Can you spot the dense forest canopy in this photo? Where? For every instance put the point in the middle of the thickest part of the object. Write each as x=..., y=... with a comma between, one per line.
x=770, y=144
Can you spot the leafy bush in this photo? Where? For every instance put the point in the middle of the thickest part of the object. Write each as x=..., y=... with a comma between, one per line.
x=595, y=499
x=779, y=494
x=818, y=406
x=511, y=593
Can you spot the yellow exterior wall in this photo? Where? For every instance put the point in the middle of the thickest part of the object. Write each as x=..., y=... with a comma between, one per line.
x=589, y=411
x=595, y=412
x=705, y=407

********************

WHAT IS EXPECTED
Could you copy out, word for word, the part of the material that opens with the line containing "Can you spot the yellow" and runs to the end of the material, including both that first line and the last line?

SOLUTION TO THE EXERCISE
Can you spot the yellow exterior wall in this photo? Where? For every instance put the point in the middle of the thickest part of the object. Write each as x=..., y=... with a comma between, one per line.
x=589, y=411
x=595, y=412
x=705, y=407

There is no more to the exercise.